• DATA PROVIDED:
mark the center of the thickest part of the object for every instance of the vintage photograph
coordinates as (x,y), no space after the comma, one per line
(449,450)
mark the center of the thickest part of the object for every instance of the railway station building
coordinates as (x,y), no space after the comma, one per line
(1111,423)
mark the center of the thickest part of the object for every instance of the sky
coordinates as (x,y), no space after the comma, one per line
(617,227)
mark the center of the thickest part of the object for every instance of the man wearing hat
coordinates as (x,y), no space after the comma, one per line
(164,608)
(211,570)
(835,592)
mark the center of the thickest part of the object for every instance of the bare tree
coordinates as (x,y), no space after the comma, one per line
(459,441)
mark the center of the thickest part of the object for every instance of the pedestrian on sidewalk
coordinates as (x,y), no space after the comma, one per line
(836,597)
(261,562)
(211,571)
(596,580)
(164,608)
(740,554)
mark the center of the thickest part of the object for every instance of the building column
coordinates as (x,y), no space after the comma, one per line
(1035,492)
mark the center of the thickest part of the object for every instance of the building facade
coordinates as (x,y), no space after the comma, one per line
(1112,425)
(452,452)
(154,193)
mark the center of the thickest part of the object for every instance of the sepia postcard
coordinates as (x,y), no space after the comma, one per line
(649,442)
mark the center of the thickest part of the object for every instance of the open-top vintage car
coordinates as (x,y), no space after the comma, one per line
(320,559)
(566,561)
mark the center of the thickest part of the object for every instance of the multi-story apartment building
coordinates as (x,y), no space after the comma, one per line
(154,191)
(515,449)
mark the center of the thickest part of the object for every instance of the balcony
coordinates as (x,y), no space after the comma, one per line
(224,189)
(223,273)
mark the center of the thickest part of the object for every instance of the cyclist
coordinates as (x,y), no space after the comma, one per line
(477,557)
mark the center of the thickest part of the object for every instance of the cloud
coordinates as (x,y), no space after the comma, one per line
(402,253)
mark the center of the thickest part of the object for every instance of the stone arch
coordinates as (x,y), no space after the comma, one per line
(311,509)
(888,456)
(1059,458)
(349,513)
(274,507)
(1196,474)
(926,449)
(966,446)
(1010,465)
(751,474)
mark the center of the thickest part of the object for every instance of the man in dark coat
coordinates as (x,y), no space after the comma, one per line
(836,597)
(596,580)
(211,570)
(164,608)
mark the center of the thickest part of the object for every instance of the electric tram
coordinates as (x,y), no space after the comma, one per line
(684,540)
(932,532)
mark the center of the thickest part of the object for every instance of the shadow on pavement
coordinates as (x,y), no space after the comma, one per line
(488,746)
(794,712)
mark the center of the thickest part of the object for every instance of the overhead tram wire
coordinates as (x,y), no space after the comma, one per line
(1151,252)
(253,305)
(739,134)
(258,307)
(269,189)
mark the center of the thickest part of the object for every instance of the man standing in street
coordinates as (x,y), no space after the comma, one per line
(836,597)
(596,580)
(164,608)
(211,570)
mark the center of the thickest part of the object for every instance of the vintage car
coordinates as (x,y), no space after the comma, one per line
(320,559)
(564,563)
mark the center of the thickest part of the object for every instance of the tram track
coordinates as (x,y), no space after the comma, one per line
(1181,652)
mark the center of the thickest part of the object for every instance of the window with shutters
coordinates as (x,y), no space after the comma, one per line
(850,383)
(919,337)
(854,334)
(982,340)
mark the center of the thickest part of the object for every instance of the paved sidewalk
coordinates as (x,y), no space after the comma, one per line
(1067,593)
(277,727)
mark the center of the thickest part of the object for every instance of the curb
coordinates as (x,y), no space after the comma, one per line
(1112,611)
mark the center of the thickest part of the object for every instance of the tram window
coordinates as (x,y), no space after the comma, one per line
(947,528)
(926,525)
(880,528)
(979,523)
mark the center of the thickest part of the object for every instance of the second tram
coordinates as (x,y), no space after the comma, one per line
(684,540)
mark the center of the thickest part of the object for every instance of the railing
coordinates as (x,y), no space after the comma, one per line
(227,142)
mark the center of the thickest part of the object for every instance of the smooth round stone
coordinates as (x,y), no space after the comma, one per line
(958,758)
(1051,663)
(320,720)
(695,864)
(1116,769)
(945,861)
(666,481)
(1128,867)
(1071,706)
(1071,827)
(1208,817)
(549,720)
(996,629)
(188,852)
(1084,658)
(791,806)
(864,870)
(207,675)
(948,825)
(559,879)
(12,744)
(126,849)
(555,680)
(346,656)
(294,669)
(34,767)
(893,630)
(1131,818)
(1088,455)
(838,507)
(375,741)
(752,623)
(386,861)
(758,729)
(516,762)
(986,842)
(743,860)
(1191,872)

• WHAT YOU ARE ASKED TO DO: Retype all the material exactly, missing nothing.

• ANSWER SECTION:
mark the center of the thickest part of the object for every instance of the vintage photograph
coordinates as (x,y), no space after the comma, one per line
(449,450)
mark the center of the thickest part of the object for every instance of the railway station building
coordinates as (x,y), no space after the comma, one per line
(1111,423)
mark the center of the thickest part of the object for every instance of the sky
coordinates as (x,y), no space after the comma, one per line
(617,227)
mark the center of the thickest part of the object for every instance of the man wearing hat
coordinates as (x,y), no space after the comma, one per line
(164,608)
(211,570)
(835,592)
mark the center of the thickest part of the object for every instance of the bare tree
coordinates as (x,y), no space after the comma, one per line
(459,441)
mark the center of the thickest part of the object for every instance of the pedestrian on sidewalk
coordinates as (x,y), no space after the comma, one per line
(836,597)
(261,562)
(211,571)
(596,580)
(164,608)
(740,554)
mark the center of the thickest part of the object for every instance of the building column
coordinates as (x,y), no space after the comma, one per line
(1035,492)
mark the center of the thickest part of the object for every instance of the building facade
coordinates as (x,y), no space after the comma, one per line
(1112,425)
(452,452)
(154,193)
mark the center of the thickest part of the object for every instance of the sepia postcard
coordinates as (x,y), no space after the comma, one per line
(649,442)
mark the center of the thickest part of the object for every instance of the open-top vintage car
coordinates as (x,y), no space after the comma, one per line
(320,559)
(566,561)
mark the center of the thickest part of the object for every instance of the multi-story apartment building
coordinates as (x,y), no space after the comma, one per line
(154,191)
(515,449)
mark the center of the thickest part of the object for every instance of the balcony
coordinates as (x,y), no space after the comma, one per line
(224,189)
(223,273)
mark the center of the thickest part of the object for every instance of the cyclist
coordinates as (x,y), no space after the comma, one per line
(477,557)
mark the center of the thickest part of the object for every instance of the cloud
coordinates as (x,y), no space after the comma, one per line
(402,253)
mark the center of the thickest part of the object for every instance of the stone arch
coordinates as (x,y), no space after the comma, one per line
(311,509)
(888,456)
(1059,458)
(349,513)
(274,507)
(1196,474)
(926,449)
(966,446)
(1010,465)
(751,474)
mark the center of the thickest part of the object for every instance of the man in dark coat
coordinates as (x,y), no space after the comma, one per line
(836,597)
(596,580)
(211,570)
(164,608)
mark the center of the thickest part of the object for every instance of the electric tram
coordinates as (x,y), no space after the comma, one per line
(684,540)
(932,532)
mark the center of the thickest part of the object for every instance of the shadow on pavement
coordinates as (x,y), no space after the comma, one per line
(488,746)
(794,712)
mark the center of the thickest part of the object for every instance of the overhead tram wire
coordinates as (x,y), no space after the comma, one per line
(1151,252)
(253,305)
(739,134)
(258,307)
(269,189)
mark the center of the thickest part of the object for every instance of the man standing in street
coordinates as (x,y), no space after the comma, one per line
(836,597)
(596,580)
(164,608)
(211,570)
mark the center of the thickest part of the object for every instance of the vintage car
coordinates as (x,y), no space after the comma, one per line
(320,559)
(564,563)
mark the center of the thickest part of the object for every instance of the tram track
coordinates as (x,y), no space after the comma, one per line
(1181,652)
mark the center of the thickest part of the object for every instance of the window with shutters
coordinates as (x,y), no space after the comma, one per line
(850,383)
(919,337)
(854,334)
(982,340)
mark the center of the thickest part of the object for every instance of the paved sidewalk
coordinates as (x,y), no space after the comma, one per line
(1067,593)
(277,727)
mark the center of the thickest part of the object for every instance of the curb
coordinates as (x,y), no space after the comma, one per line
(1112,611)
mark the center of the thickest part of the object for every instance of the tram window
coordinates as (x,y), no space after the comma, one per line
(947,528)
(926,525)
(880,528)
(979,523)
mark the center of the thickest part of the object for every instance of the second tram
coordinates as (x,y), no space after the comma, one per line
(684,540)
mark the center of the thickest part of the object for every instance of the railing
coordinates as (x,y), no space after the comma, one per line
(227,142)
mark the center of the thickest part of the object for every instance of the smooth round stone
coordinates as (x,y), no space after the comma, one per line
(958,758)
(1051,663)
(320,720)
(695,864)
(1116,769)
(945,861)
(666,481)
(1128,867)
(1071,706)
(1071,827)
(1208,817)
(549,720)
(996,629)
(188,852)
(1084,658)
(791,806)
(864,870)
(207,675)
(948,825)
(559,879)
(12,744)
(126,849)
(555,680)
(346,656)
(294,669)
(34,767)
(893,630)
(1131,818)
(1088,455)
(838,507)
(375,741)
(752,623)
(386,861)
(758,729)
(516,762)
(986,842)
(743,860)
(1191,872)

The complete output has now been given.